• Directions: Your answer should hold exactly the lines from the one with "Pick out each instance of the lower" through the last line of the material below, nothing before and nothing extra.

── Dataset ──

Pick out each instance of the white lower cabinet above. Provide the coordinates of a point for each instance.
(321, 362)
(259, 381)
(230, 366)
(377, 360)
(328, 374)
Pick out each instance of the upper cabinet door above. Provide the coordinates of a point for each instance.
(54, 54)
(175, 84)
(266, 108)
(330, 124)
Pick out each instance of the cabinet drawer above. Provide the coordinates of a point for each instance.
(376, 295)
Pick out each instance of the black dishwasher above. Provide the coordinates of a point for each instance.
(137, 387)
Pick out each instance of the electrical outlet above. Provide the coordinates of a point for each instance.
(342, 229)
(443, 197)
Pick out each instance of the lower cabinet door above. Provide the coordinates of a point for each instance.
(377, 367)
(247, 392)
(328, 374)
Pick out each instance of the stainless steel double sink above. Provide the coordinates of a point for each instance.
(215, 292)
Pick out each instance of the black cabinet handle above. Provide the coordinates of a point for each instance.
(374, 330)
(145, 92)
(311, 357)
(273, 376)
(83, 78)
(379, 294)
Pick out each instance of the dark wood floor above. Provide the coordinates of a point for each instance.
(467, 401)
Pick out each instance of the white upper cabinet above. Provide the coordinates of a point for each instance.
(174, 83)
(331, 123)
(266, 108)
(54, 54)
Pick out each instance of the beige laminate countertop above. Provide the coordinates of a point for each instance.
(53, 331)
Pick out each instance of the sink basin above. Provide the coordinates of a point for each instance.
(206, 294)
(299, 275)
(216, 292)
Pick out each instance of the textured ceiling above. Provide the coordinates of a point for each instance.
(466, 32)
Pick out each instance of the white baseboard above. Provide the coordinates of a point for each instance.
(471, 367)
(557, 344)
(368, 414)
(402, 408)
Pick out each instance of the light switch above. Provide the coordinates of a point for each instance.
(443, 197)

───

• Solution:
Pick out each instance of the lower cabinet door above. Provide the coordinates of a point for each instance.
(377, 367)
(247, 392)
(328, 374)
Pick out each instance of the stainless steel double sink above. Provide the coordinates of a point for each instance.
(215, 292)
Pick out each instance of the black cabinet handle above. Provide the coordinates of a point for each instance.
(374, 330)
(145, 92)
(311, 357)
(273, 376)
(83, 78)
(379, 294)
Pick out each instance of the dark wood floor above. Provide the coordinates of a point for each instance.
(467, 401)
Pick out each instance of the white upper cabinet above. Provide the coordinates of a point for each instance.
(174, 83)
(331, 123)
(266, 108)
(54, 54)
Pick out each instance of the beige laminate countertop above. Provide the coordinates of a point for each instance.
(53, 331)
Pick out each instance of the sink basin above. Provide the coordinates of a point for each instance.
(206, 294)
(299, 275)
(216, 292)
Pick out each instance of the textured ceiling above. Provide the coordinates of a point for each instance.
(466, 32)
Pick out each instance of the white baseboard above. Provide the coordinates of a point for each instance.
(471, 367)
(557, 344)
(368, 414)
(402, 408)
Pick out each instance of the light switch above. Provide the coordinates of a point for each instance.
(443, 197)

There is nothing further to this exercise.